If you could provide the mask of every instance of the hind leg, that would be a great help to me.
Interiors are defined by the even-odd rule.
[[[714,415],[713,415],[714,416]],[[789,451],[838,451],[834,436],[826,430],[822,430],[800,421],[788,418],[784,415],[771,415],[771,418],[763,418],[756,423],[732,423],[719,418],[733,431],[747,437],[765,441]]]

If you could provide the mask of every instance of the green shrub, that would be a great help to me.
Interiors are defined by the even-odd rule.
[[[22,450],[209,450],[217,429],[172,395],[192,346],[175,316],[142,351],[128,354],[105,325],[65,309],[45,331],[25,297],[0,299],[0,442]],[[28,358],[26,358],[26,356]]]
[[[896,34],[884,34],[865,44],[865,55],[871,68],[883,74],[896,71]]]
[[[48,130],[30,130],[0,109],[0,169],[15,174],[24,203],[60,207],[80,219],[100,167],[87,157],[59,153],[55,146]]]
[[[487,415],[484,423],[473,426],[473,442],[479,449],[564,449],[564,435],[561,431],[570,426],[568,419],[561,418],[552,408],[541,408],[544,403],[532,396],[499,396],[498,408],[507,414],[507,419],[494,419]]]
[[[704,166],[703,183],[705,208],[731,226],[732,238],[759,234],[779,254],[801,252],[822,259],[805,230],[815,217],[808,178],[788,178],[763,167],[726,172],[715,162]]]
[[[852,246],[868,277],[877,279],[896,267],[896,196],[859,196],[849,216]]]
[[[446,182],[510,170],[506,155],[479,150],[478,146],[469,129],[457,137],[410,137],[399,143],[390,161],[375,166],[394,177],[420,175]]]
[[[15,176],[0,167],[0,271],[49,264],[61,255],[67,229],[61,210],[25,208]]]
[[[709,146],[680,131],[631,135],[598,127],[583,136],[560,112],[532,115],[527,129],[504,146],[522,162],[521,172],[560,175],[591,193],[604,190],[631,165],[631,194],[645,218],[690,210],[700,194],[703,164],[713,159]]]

• **Work to do**: Pick out each line in the entries above that contains the word "instance", and copy those lines in full.

• **Problem solution**:
If you could provide the mask of every instance of the hind leg, that would be a great help to me.
If you could provide the mask of every instance of the green shrub, that would be a great help to me.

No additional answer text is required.